— Source passage —
Walgreen's Adventures in 'C-Space'

Blog explores "retail pharmaceutical" brand's incursion into convenience

DEERFIELD, Ill. -- The Walgreen Co. "has emerged a leader in the convenience store category," said Jane Genova of The Motley Fool Blog Network. But she asks, can it incorporate convenience into its traditional retail pharmaceutical branding or will it become a retailer with a confusing identity?

If the drug store chain can incorporate convenience, "then it could be the kind of game-changer in the c-space that Wal-Mart had been in general retail. There's even the possibility it could create a new model of the old General Store which housed everything, including gossip. That would make it a Third Place, along with Starbucks, Panera and Whole Foods."

Genova cites a CSP Daily News Poll showing that 63% of responders indicated that the drugstore chain had become more of a threat to c-stores.

Click here for previous CSP Daily News coverage of Walgreen's history of channel blurring. And click here to view a CSPTV tour of Walgreen's new concept store combining "wellness and convenience." Also click here to check out CSP magazine's March 2012 cover feature on the drug store chain.

"That convenience positioning seems part of the platform for how it is navigating this era glutted with retail, ranging from Wal-Mart to Kroger, which fills prescriptions. ... Given that healthcare reform is in play, this retail segment is filled with uncertainty. ...

"For Walgreen, that "convenience" umbrella covers a continuum of on-the-run food and beverage items, healthcare services such as in-store flu shots, and, of course, no-hassle filling of prescriptions. Can this kind of integration work under one roof? The jury should still be out and it seems to be.

Like most of retail, Walgreen is in transition. Part of the competition remains the traditional drugstore chains like Rite Aid Corp. and CVS Caremark. Since so many of the three are clustered in the same locations, it's a dog fight. As yet, there is no distinct differentiation among the three, at least in the consumer's eyes. Perhaps Walgreen is attempting to accomplish that unique positioning through dominance in convenience. ...

"The other part of the competitive landscape for Walgreen is any retail entity, brick or click, which provides what Walgreen refers to as a convenient affordable solution to the whatevers of "daily living." In that it aims to be the consumer's first choice. That means it is taking on the 7-Eleven ... Chevron's mashups of gas and snacks, urban bodegas and the mom-and-pops which have survived amidst the chains.

— Data below —
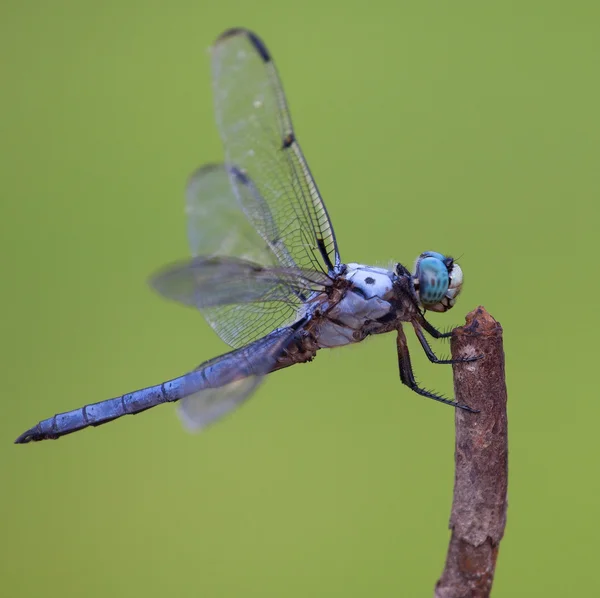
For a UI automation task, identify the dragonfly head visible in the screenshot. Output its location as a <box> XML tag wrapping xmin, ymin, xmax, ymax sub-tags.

— Task description —
According to the Walgreen article, what share of responders to the CSP Daily News Poll said the drugstore chain had become more of a threat to c-stores? You can set the material aside; it isn't needed.

— Worked solution —
63%